УСЛОВИЕ ЗАДАНИЯ
Перепишите дословно весь текст «Les Fleurs du mal», приведённый ниже.

ДОКУМЕНТ
————

Les Fleurs du mal
Тот, кто следит за развитием последних "культурных скандалов", в числе которых судебный процесс по делу организаторов выставки "Осторожно, религия!", постановка балета "Распутин" "Императорским русским балетом" и выставка "Россия-2", мог бы отметить странное обстоятельство: православная общественность, выступающая с обвинением в адрес "деятелей искусства", квалифицирует их произведения как "кощунство" и "оскорбление чувств верующих"; сами "художники", а также их покровители не протестуют против слова "кощунство", но настаивают на "свободе самовыражения в светском государстве", очевидно, не испытывая никакой неловкости за свои "творения".
Почему это представляется странным? Дело в том, что в выстроенной таким образом позиции сторон отчетливо слышны манихейские нотки, отголоски представления о добре и зле как о двух равнозначных творческих началах. Православные верно употребляют слово "кощунство", но сами истолковывают его только как "оскорбление чувств верующих", то есть как грех или общественно опасное деяние. Творческая интеллигенция не опротестовывает это слово именно потому, что определяет себя в мире посредством иной системы координат. Для художника фронт добра и зла не является существенным водоразделом: гений и бесталанность — вот полюса его мира. Однако, если манихейская ошибка в онтологии совершенно естественна для антицерковно настроенного художника, то ее повторение христианином представляется странным.

————

ФРАГМЕНТЫ ДАННЫХ
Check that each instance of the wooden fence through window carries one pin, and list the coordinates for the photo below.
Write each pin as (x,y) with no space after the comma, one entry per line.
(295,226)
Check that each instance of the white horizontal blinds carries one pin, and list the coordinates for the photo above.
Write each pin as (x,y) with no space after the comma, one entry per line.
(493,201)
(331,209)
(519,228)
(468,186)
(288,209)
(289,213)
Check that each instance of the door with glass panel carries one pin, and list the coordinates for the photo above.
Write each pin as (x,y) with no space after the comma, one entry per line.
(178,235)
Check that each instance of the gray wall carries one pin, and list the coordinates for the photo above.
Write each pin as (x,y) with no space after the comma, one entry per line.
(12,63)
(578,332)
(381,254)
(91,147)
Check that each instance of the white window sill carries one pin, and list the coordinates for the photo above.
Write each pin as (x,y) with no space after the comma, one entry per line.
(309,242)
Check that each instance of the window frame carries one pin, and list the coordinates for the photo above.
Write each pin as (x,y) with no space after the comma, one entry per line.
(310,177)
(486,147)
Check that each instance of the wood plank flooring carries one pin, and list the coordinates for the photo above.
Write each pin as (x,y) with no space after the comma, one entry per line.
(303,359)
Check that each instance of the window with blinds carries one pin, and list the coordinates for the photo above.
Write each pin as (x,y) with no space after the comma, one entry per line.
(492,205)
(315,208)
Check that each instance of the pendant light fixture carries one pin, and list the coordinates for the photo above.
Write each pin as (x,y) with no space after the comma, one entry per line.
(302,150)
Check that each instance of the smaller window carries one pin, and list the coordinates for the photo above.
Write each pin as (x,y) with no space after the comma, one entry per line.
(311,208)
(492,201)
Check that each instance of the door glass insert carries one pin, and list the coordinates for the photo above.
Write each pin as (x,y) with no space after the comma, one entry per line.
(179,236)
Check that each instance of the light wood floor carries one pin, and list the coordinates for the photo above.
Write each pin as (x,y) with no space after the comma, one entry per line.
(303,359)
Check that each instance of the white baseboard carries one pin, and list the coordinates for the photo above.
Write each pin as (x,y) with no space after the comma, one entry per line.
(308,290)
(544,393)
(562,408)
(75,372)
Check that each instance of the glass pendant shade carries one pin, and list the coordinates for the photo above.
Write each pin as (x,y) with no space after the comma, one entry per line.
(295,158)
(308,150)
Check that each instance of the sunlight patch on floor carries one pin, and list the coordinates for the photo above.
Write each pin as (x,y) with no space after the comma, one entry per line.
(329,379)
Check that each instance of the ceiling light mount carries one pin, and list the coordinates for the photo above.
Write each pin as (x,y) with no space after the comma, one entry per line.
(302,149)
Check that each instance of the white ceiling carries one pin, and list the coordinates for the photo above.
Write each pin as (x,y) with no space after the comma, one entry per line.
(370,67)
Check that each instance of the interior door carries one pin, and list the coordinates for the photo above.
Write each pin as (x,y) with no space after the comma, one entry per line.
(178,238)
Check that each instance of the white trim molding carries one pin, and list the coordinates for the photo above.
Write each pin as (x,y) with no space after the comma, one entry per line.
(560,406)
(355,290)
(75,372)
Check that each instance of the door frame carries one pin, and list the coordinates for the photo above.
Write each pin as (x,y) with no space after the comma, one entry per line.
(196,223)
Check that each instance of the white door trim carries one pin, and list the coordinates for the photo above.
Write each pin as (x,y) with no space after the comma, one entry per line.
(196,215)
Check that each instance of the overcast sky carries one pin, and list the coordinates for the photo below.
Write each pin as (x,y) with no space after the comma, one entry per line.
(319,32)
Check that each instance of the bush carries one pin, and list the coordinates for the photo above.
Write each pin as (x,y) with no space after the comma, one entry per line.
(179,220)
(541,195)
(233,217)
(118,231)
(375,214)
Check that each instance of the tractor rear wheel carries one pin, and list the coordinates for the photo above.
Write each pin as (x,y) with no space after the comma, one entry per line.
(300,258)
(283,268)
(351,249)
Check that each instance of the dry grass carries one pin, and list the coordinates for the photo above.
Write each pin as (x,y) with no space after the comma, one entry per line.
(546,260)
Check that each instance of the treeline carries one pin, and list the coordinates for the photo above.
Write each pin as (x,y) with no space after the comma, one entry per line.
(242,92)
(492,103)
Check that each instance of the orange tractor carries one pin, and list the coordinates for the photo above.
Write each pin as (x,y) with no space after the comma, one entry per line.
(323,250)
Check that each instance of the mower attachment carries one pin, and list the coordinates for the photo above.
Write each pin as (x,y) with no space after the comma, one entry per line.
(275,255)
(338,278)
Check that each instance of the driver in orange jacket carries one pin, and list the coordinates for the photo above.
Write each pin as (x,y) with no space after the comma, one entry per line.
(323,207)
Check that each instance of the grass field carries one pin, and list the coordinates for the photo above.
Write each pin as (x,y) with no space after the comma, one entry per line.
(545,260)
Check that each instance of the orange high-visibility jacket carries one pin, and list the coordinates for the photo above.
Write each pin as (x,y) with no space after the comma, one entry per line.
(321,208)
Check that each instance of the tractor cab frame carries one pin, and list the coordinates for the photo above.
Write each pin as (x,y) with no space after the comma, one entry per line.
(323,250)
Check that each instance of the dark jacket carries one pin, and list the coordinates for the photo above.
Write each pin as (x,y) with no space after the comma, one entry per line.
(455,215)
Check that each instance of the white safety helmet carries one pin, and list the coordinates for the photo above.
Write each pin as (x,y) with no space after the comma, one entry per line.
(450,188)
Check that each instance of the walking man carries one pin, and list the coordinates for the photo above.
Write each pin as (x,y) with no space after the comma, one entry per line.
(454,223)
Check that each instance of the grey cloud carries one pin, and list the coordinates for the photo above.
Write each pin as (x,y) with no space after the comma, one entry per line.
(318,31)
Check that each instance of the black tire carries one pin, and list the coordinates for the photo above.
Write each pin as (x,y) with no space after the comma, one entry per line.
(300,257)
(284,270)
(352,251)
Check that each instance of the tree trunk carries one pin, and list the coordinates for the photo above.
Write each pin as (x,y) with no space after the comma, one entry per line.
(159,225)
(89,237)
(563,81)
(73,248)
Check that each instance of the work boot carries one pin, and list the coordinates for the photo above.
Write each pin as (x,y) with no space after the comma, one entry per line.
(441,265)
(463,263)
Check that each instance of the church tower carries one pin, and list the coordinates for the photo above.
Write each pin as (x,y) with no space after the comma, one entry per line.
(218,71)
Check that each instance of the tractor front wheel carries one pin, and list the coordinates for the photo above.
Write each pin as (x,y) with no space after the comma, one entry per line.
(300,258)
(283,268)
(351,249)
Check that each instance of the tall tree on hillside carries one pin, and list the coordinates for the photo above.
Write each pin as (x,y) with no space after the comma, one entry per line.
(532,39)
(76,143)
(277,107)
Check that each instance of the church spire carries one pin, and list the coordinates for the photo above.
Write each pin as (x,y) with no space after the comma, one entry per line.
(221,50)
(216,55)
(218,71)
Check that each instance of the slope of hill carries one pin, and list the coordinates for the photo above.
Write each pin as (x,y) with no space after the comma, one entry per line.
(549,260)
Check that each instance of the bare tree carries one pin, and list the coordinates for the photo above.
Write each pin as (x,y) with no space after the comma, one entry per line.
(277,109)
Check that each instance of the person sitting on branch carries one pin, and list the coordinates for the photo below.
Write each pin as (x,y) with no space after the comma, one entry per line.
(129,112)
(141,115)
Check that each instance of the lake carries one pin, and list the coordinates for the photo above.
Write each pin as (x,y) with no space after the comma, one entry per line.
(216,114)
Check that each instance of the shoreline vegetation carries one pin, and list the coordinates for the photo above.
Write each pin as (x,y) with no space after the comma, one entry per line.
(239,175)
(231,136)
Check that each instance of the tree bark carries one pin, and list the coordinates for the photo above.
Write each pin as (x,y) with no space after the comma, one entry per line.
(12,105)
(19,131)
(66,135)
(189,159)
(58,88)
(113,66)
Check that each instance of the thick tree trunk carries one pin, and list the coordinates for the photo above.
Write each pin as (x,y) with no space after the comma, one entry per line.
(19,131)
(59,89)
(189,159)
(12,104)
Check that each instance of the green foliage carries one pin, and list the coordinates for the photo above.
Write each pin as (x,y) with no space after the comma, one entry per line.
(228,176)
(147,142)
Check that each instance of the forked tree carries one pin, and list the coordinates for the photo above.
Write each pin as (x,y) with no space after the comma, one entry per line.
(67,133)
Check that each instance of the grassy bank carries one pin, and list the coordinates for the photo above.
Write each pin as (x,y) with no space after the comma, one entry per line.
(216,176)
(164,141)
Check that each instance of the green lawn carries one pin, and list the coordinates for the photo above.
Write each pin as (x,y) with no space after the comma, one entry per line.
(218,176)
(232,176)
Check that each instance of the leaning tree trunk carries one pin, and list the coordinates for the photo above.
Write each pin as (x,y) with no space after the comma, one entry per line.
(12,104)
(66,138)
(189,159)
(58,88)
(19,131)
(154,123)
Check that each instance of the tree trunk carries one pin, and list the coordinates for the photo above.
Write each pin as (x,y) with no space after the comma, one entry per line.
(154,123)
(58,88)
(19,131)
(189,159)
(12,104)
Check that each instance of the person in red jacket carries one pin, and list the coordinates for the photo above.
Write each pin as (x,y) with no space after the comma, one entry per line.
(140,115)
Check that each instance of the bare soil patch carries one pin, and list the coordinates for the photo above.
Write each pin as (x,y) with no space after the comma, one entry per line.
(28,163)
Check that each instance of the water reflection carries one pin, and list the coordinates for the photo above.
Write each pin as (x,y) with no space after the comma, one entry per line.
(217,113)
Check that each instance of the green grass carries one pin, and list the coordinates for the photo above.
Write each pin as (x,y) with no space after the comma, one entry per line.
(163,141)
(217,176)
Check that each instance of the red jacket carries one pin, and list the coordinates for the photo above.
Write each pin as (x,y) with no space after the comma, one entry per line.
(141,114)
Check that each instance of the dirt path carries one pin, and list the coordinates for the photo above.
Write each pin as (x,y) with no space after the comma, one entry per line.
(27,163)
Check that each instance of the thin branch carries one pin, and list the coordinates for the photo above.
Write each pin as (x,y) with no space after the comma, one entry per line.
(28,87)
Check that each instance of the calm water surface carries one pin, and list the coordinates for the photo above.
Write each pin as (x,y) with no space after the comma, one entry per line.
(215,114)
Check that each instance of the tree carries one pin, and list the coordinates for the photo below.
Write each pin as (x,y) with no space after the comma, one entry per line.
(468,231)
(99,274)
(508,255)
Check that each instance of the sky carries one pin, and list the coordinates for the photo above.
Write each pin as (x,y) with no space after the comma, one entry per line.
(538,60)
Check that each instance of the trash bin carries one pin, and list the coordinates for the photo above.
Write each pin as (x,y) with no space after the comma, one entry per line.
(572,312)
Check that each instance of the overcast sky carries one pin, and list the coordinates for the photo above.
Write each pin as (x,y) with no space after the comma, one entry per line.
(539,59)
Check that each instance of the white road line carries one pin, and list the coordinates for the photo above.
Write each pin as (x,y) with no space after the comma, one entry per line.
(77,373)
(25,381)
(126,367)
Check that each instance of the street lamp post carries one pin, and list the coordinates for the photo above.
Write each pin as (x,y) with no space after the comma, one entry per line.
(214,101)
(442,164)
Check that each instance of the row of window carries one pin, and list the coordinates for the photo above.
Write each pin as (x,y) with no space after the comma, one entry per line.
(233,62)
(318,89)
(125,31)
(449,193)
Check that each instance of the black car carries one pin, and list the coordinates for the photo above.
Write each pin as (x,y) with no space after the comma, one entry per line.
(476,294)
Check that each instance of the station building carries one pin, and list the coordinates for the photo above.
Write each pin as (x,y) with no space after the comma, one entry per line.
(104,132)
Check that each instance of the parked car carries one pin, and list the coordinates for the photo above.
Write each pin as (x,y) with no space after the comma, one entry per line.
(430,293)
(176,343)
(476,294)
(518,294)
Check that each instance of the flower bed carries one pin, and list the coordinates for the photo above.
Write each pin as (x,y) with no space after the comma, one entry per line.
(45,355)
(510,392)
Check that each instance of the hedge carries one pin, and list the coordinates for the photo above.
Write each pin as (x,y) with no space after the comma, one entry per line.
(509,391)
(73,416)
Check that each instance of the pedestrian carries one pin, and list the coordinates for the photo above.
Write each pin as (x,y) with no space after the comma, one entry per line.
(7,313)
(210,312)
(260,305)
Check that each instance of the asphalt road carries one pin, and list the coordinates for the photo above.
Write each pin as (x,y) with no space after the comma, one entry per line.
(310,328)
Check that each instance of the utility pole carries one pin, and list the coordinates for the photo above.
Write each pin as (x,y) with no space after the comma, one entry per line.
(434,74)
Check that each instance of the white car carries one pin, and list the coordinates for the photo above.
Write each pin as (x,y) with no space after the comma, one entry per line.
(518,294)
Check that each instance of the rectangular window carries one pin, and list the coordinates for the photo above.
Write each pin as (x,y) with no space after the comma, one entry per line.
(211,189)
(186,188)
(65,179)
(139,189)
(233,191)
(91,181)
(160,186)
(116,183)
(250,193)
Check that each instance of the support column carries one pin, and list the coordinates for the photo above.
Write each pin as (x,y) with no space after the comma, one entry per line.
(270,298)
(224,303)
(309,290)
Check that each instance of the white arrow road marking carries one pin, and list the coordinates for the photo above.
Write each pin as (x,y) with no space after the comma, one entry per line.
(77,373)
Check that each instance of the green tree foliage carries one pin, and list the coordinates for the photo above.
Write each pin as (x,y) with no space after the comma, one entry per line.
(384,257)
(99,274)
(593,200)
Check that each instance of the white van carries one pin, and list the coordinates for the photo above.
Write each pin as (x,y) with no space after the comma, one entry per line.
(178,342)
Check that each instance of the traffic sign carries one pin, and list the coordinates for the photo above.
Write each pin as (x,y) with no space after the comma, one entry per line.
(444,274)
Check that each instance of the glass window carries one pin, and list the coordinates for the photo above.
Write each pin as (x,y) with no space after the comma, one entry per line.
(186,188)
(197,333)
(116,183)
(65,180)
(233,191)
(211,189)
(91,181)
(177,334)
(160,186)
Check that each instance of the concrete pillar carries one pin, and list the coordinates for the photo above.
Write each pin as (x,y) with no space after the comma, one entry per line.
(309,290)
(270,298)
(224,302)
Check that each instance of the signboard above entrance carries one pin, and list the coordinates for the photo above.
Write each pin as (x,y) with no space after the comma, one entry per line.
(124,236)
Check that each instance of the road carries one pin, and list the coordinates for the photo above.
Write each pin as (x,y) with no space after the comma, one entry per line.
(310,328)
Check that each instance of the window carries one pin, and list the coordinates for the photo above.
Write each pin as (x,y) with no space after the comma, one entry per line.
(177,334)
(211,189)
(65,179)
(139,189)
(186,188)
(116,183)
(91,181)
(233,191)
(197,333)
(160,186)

————

ПИСЬМЕННОЕ РЕШЕНИЕ
Les Fleurs du mal
Тот, кто следит за развитием последних "культурных скандалов", в числе которых судебный процесс по делу организаторов выставки "Осторожно, религия!", постановка балета "Распутин" "Императорским русским балетом" и выставка "Россия-2", мог бы отметить странное обстоятельство: православная общественность, выступающая с обвинением в адрес "деятелей искусства", квалифицирует их произведения как "кощунство" и "оскорбление чувств верующих"; сами "художники", а также их покровители не протестуют против слова "кощунство", но настаивают на "свободе самовыражения в светском государстве", очевидно, не испытывая никакой неловкости за свои "творения".
Почему это представляется странным? Дело в том, что в выстроенной таким образом позиции сторон отчетливо слышны манихейские нотки, отголоски представления о добре и зле как о двух равнозначных творческих началах. Православные верно употребляют слово "кощунство", но сами истолковывают его только как "оскорбление чувств верующих", то есть как грех или общественно опасное деяние. Творческая интеллигенция не опротестовывает это слово именно потому, что определяет себя в мире посредством иной системы координат. Для художника фронт добра и зла не является существенным водоразделом: гений и бесталанность — вот полюса его мира. Однако, если манихейская ошибка в онтологии совершенно естественна для антицерковно настроенного художника, то ее повторение христианином представляется странным.